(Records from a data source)
════════════════════

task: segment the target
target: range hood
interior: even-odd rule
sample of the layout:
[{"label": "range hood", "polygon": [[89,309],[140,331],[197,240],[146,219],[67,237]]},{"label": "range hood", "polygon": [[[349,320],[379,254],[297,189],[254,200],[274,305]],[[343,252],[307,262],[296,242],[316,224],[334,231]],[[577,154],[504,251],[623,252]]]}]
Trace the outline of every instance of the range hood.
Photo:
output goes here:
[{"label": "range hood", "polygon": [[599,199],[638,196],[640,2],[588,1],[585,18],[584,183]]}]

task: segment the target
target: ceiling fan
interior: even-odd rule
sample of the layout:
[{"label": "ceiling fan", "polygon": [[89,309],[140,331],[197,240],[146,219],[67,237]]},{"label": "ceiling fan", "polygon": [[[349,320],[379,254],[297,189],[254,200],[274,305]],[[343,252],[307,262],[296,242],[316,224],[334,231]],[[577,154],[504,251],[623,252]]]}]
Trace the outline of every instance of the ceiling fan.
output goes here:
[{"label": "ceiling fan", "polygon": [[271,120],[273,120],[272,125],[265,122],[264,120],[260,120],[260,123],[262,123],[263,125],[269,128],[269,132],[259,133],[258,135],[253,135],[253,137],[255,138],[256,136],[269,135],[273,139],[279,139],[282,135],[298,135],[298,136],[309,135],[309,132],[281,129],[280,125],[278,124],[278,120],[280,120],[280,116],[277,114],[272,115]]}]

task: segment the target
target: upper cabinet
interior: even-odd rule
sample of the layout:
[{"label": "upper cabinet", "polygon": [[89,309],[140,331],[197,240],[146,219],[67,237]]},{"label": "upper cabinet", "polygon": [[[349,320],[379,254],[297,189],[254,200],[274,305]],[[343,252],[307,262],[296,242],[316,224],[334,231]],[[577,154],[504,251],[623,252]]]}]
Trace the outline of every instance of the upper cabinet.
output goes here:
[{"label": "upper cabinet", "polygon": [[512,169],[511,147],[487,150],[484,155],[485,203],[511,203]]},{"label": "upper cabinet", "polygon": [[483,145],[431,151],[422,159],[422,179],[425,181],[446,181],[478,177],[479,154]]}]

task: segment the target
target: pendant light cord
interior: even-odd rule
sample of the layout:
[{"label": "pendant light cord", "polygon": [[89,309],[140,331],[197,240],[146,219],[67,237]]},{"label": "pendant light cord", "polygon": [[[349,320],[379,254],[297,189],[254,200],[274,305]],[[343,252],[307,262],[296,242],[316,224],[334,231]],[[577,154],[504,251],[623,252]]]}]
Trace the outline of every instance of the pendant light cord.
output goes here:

════════════════════

§ **Exercise**: Return, please, the lines of the data from the first through the line containing "Trace the outline of every instance of the ceiling", both kept, exactly as they stand and nothing more.

§ **Your response**:
task: segment the target
target: range hood
interior: even-odd rule
sample of the layout:
[{"label": "range hood", "polygon": [[89,309],[140,331],[197,240],[146,219],[67,237]]},{"label": "range hood", "polygon": [[[349,320],[379,254],[297,189],[254,200],[274,305]],[[343,252],[307,262],[296,242],[316,224],[334,231]],[[577,154],[504,251],[623,252]]]}]
Trace the outline of every instance of the range hood.
Photo:
output goes here:
[{"label": "range hood", "polygon": [[599,199],[638,196],[640,2],[588,1],[585,18],[584,183]]}]

task: segment the target
target: ceiling fan
interior: even-odd rule
sample of the layout:
[{"label": "ceiling fan", "polygon": [[89,309],[140,331],[197,240],[146,219],[67,237]]},{"label": "ceiling fan", "polygon": [[[349,320],[379,254],[297,189],[254,200],[274,305]],[[343,252],[307,262],[296,242],[316,224],[334,231]],[[577,154],[504,251],[623,252]]]}]
Trace the outline of every instance of the ceiling fan.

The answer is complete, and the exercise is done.